Giter Club home page Giter Club logo

slugify's Introduction

Slugify Core

This is a fork of the original project here: https://github.com/fcingolani/Slugify. This has been updated for .NET Standard 2.0 support (older versions support .NET Standard down to 1.3).

Build status Current NuGet release MIT license

Simple Slug / Clean URL generator helper for Microsoft .NET.

With default settings, you will get an hyphenized, lowercase, alphanumeric version of any string you please, with any diacritics removed, whitespace and dashes collapsed, and whitespace trimmed.

For example, having:

a ambição cerra o coração

You'll get:

a-ambicao-cerra-o-coracao

Installation

You can get the Slugify NuGet package by running the following command in the Package Manager Console:

PM> Install-Package Slugify.Core

Or running dotnet add package Slugify.Core from the command line.

Upgrading from 2.x to 3.x

  • 3.0 is a significantly faster and less memory intensive version of the Slugifier. Whilst effort has been made to maintain backwards compatability, there may be some breaking changes.
  • The SlugHelper.Config nested class has been renamed to just SlugHelperConfiguration.

Basic Usage

It's really simple! Just instantiate SlugHelper and call its GenerateSlug method with the string you want to convert; it'll return the slugified version:

using Slugify;

public class MyApp
{
    public static void Main()

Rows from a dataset
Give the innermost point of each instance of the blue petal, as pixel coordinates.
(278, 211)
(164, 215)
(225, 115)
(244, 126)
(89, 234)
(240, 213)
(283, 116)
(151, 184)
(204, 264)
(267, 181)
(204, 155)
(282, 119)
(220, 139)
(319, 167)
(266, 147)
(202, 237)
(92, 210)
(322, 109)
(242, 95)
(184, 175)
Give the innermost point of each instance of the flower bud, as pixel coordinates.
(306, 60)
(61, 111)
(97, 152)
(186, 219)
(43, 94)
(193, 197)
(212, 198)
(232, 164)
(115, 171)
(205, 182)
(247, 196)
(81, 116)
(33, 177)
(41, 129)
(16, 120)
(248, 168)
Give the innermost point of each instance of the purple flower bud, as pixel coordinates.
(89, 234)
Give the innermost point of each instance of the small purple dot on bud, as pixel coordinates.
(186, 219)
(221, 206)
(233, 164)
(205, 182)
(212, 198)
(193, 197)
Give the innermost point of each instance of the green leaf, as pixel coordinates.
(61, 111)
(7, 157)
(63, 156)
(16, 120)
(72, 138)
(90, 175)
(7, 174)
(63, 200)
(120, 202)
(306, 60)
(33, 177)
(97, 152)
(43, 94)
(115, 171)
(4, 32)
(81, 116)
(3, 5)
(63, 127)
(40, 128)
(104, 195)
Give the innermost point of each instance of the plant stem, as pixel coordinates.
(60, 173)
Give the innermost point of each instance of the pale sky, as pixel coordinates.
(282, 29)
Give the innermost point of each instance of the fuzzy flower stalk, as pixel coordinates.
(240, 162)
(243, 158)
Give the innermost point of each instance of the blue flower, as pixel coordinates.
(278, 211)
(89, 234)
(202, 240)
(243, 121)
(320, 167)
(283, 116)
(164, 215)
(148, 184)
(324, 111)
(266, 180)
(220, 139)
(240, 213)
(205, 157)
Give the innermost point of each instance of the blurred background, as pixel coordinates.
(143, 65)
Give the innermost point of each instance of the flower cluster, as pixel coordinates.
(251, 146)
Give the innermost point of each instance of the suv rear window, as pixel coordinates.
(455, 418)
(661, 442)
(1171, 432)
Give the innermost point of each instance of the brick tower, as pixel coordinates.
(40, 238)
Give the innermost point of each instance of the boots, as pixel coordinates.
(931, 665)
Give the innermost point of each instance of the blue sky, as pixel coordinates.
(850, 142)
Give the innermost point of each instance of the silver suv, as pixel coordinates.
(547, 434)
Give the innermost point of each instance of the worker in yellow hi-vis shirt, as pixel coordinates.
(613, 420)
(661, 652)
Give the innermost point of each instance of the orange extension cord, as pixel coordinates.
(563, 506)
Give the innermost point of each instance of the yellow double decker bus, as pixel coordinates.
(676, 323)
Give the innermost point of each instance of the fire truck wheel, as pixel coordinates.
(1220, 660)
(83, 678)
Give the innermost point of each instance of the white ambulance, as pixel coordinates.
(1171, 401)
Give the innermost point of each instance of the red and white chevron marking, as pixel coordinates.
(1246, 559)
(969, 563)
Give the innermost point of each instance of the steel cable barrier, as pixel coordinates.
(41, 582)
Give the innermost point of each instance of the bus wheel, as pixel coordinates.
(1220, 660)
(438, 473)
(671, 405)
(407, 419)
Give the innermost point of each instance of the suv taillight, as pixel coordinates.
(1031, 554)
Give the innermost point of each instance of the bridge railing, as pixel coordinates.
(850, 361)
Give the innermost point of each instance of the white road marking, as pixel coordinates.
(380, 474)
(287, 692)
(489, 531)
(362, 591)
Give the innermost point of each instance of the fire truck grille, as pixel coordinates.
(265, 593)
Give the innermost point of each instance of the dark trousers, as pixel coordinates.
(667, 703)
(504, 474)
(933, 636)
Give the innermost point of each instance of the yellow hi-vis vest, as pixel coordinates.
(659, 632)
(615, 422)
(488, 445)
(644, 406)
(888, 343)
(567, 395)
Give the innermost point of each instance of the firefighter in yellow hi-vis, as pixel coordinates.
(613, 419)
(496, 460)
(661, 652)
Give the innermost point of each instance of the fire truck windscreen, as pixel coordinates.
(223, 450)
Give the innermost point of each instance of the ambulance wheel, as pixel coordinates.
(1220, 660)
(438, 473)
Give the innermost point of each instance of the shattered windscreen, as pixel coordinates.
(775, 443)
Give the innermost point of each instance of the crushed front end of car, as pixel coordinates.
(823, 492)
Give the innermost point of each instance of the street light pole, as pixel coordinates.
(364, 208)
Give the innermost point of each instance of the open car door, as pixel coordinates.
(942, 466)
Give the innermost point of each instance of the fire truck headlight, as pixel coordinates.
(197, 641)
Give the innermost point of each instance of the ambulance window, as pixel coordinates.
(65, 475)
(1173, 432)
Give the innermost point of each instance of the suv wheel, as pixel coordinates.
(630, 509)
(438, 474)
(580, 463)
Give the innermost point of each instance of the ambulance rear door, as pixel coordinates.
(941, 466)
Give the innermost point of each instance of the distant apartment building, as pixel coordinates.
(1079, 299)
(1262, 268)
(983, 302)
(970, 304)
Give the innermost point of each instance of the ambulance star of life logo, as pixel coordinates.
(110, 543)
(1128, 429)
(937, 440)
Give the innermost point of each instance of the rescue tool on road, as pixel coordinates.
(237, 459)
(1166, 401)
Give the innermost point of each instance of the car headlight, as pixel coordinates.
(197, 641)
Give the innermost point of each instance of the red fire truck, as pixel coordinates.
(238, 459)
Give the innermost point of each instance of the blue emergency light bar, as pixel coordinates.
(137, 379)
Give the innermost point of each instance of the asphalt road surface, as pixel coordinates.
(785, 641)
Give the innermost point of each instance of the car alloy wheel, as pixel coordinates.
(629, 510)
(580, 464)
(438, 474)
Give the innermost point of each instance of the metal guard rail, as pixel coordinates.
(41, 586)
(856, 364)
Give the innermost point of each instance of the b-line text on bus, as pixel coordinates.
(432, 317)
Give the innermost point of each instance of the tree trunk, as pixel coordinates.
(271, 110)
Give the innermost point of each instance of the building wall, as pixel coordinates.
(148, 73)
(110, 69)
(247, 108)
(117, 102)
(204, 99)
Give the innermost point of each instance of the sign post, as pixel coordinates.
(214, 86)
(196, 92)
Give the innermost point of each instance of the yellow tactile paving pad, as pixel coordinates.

Jobs
a - Using the Slugify page, explain why the sample input "a ambição cerra o coração" comes out as "a-ambicao-cerra-o-coracao".
b - Identify every line of the records that contains the string "window", and copy each such line.

Set of answers
a - With default settings, the generator produces a hyphenated, lowercase, alphanumeric version of the string. It also removes diacritics, collapses whitespace and dashes, and trims whitespace. This turns "ambição" and "coração" into "ambicao" and "coracao" and joins the words with hyphens.

b -
Give the innermost point of each instance of the suv rear window, as pixel coordinates.
Give the innermost point of each instance of the ambulance window, as pixel coordinates.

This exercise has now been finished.